ACTIVITY. Would you restate every entry below word for word? Leave out the pictures.

RECORDED DATA.

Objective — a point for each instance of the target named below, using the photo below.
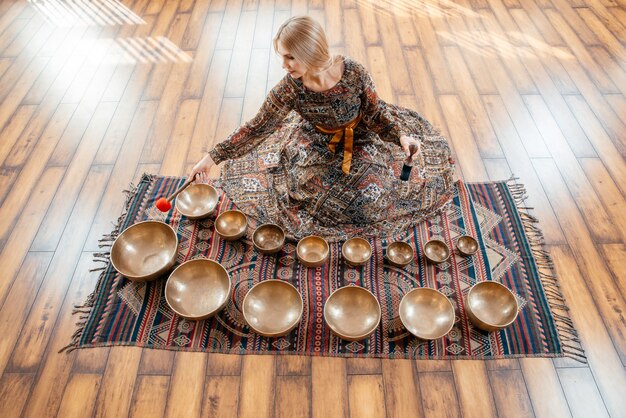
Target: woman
(323, 154)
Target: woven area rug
(120, 312)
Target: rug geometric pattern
(126, 313)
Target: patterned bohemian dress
(287, 165)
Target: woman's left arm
(378, 118)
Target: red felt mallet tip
(163, 204)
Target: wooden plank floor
(94, 93)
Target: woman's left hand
(406, 142)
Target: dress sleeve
(376, 112)
(278, 103)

YOUR SOLUTION.
Objective — a point for each instance of the target named below, using the photo below.
Target: woman
(323, 154)
Target: woven area rug
(120, 312)
Target: rug geometric pattern
(126, 313)
Target: patterned bohemian dress
(287, 165)
Target: woman's left arm
(378, 118)
Target: red felt mallet tip
(163, 204)
Target: wooden plank floor
(94, 93)
Target: woman's left hand
(406, 142)
Target: dress sleeve
(376, 112)
(278, 103)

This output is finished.